===== Texte source

3 réponses à “Le chef qui ne décide pas”

  1. Avatar de Clersev
    Clersev

    Ça ressemble à ce que je fais en tant que manager. Pas autant que toi je pense, mais demander aux gens, dire que je peux me tromper et que j’attends les remarques, écouter les avis… et seulement à la fin, récapituler les échanges, prendre une décision si ça diverge vraiment, mais surtout donner l’impulsion pour que l’équipe parte dans une direction discutée ensemble.
    Pour moi c’est ça le bon management: donner l’impulsion et pas forcément la direction. L’énergie vient du groupe et des individus, pas de moi

  2. Avatar de Kentrow

    Complètement d’accord avec la vision. Le plus important c’est de partager quelle stratégie on souhaite prendre, quelles règles et valeurs on souhaite mettre en place et suivre. Les décisions concrètes des solutions techniques c’est surtout avec les équipes qu’il faut en discuter, avoir l’avis de tout le monde et avoir par contre la capacité de trancher (tout en justifiant, ça permet aussi à tout le monde de comprendre les choix).

==========

## Exercice 1
Extrayez du listing ci-dessous chaque ligne qui contient la chaîne « surface », en tenant compte de la casse.

===== Entrées

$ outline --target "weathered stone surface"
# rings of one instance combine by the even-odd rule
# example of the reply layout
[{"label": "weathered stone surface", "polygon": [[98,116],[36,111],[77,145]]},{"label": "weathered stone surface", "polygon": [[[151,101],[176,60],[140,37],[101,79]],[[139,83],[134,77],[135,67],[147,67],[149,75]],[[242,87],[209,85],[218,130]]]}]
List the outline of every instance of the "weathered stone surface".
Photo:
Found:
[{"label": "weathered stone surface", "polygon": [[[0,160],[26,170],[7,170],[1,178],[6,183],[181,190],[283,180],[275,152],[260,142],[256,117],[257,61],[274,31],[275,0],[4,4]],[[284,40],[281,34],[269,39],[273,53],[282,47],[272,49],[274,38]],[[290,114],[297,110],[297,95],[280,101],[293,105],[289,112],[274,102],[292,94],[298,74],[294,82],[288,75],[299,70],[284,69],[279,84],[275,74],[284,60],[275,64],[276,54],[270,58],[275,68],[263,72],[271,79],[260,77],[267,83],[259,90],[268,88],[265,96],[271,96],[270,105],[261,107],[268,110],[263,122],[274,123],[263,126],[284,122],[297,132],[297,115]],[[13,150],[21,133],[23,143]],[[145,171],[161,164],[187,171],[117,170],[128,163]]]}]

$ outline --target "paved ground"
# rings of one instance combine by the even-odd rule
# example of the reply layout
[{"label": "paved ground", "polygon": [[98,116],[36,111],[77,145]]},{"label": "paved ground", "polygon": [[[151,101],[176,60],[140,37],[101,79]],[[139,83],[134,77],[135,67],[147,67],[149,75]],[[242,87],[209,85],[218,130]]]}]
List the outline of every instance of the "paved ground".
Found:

==========

## Exercice 2
Poursuivez les commentaires sur le chef qui ne décide pas, à la suite de leur dernière phrase.

## Résultat attendu 1
$ outline --target "weathered stone surface"
[{"label": "weathered stone surface", "polygon": [[98,116],[36,111],[77,145]]},{"label": "weathered stone surface", "polygon": [[[151,101],[176,60],[140,37],[101,79]],[[139,83],[134,77],[135,67],[147,67],[149,75]],[[242,87],[209,85],[218,130]]]}]
List the outline of every instance of the "weathered stone surface".
[{"label": "weathered stone surface", "polygon": [[[0,160],[26,170],[7,170],[1,178],[6,183],[181,190],[283,180],[275,152],[260,142],[256,117],[257,61],[274,31],[275,0],[4,4]],[[284,40],[281,34],[269,39],[273,53],[282,47],[272,49],[274,38]],[[290,114],[297,110],[297,95],[280,101],[293,105],[289,112],[274,102],[292,94],[298,74],[294,82],[288,75],[299,70],[284,69],[279,84],[275,74],[284,60],[275,64],[276,54],[270,58],[275,68],[263,72],[271,79],[260,77],[267,83],[259,90],[268,88],[265,96],[271,96],[270,105],[261,107],[268,110],[263,122],[274,123],[263,126],[284,122],[297,132],[297,115]],[[13,150],[21,133],[23,143]],[[145,171],[161,164],[187,171],[117,170],[128,163]]]}]

## Résultat attendu 2
  3. Avatar de Olivier
    Olivier

    Cette approche correspond bien a ma façon de faire. Les équipes sont souvent plus à même de trouver la meilleure solution, notre rôle se résumant à leur donner suffisamment de contexte pour prendre la bonne décision en confiance.

    J’ajouterai que j’ai aussi eu affaires à des développeurs qui, tout comme les dirigeants, n’adhéraient pas a l’approche collective et attendait eux aussi un leader « sachant » qui prenne toutes les décisions. Dans ce cas aussi, cela peut créer un décalage et des situations conflictuelles.